[Location identification items]
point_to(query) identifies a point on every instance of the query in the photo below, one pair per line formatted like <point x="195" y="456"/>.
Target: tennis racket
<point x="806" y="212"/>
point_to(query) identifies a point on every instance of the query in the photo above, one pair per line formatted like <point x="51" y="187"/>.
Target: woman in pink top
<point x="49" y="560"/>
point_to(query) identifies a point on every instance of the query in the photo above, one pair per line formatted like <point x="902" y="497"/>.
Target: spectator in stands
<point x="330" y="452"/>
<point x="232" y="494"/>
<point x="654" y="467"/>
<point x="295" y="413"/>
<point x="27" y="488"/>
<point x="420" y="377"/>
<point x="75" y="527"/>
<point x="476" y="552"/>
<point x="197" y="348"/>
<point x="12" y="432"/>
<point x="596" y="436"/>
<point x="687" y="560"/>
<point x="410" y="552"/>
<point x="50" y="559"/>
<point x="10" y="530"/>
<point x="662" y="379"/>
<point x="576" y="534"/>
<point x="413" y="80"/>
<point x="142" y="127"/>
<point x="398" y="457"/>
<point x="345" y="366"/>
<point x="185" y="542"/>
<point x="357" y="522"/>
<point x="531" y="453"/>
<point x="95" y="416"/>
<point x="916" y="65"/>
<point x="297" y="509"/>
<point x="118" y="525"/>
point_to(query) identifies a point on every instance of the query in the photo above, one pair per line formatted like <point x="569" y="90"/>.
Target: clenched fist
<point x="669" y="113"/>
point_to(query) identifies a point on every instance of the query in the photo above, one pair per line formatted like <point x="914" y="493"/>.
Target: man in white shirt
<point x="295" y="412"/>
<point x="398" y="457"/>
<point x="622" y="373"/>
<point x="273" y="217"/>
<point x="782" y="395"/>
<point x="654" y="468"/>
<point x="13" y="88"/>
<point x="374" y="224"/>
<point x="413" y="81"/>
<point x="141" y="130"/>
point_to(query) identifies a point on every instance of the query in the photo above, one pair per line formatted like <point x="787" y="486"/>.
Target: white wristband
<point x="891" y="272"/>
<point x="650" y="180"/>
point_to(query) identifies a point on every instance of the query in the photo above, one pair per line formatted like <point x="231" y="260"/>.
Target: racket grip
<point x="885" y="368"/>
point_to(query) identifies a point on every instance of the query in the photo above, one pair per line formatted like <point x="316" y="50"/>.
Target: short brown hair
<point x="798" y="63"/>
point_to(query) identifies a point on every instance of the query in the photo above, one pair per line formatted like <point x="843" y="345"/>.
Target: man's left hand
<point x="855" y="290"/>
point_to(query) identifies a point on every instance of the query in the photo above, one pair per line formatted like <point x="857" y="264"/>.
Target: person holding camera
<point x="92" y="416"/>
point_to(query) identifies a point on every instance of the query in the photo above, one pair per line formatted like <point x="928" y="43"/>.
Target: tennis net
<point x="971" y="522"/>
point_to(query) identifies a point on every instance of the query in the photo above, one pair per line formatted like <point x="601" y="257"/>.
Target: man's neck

* **To be done**
Restate the data above word for word.

* **Exercise response**
point_to(query) identifies a point on every instance of the query in the photo below, one pair per line formatted like <point x="195" y="456"/>.
Target: tennis racket
<point x="806" y="212"/>
point_to(query) identifies a point on every instance of the query in the photo above, one pair per line formatted like <point x="51" y="187"/>.
Target: woman in pink top
<point x="49" y="560"/>
point_to(query) identifies a point on every instance of the query in the photo above, one pair per line formatted like <point x="902" y="497"/>.
Target: spectator in stands
<point x="330" y="452"/>
<point x="232" y="494"/>
<point x="654" y="467"/>
<point x="295" y="413"/>
<point x="27" y="488"/>
<point x="420" y="377"/>
<point x="75" y="527"/>
<point x="476" y="552"/>
<point x="197" y="348"/>
<point x="12" y="432"/>
<point x="596" y="436"/>
<point x="687" y="560"/>
<point x="410" y="552"/>
<point x="50" y="559"/>
<point x="10" y="530"/>
<point x="662" y="379"/>
<point x="576" y="534"/>
<point x="413" y="80"/>
<point x="142" y="127"/>
<point x="398" y="457"/>
<point x="345" y="366"/>
<point x="185" y="542"/>
<point x="357" y="522"/>
<point x="531" y="453"/>
<point x="95" y="416"/>
<point x="916" y="65"/>
<point x="297" y="509"/>
<point x="118" y="525"/>
point_to(query) identifies a point on every instance of the query in the photo above, one pair per line formatted like <point x="569" y="90"/>.
Target: clenched fist
<point x="669" y="113"/>
point_to(query) identifies a point on every instance of the query in the photo above, one pair per line formatted like <point x="914" y="493"/>.
Target: man in white shirt
<point x="295" y="412"/>
<point x="398" y="457"/>
<point x="622" y="373"/>
<point x="273" y="217"/>
<point x="782" y="395"/>
<point x="654" y="468"/>
<point x="13" y="88"/>
<point x="374" y="224"/>
<point x="413" y="81"/>
<point x="141" y="130"/>
point_to(query) identifies a point on every instance of the query in the photo above, one pair per line formatted like <point x="787" y="486"/>.
Target: white wristband
<point x="891" y="272"/>
<point x="650" y="180"/>
point_to(query) identifies a point on every instance of the query in the photo above, one pair per line formatted like <point x="231" y="260"/>.
Target: racket grip
<point x="885" y="368"/>
point_to(query) identifies a point on every instance of the query in the photo above, one pair per line formatted like <point x="316" y="50"/>.
Target: short brown hair
<point x="798" y="63"/>
point_to(query) identifies a point on every instance of the query in the photo above, one pair per line formatted like <point x="843" y="345"/>.
Target: man's left hand
<point x="855" y="290"/>
point_to(query) identifies a point on every instance of the query in the photo above, one pair per line formatted like <point x="857" y="264"/>.
Target: person holding camera
<point x="92" y="416"/>
point_to(query) identifies a point on every instance of the query in the photo above, one pair per line formatted like <point x="928" y="43"/>.
Target: tennis net
<point x="971" y="522"/>
point_to(query) identifies a point on every instance of the query in the photo above, one pair per line formatted like <point x="601" y="257"/>.
Target: man's neck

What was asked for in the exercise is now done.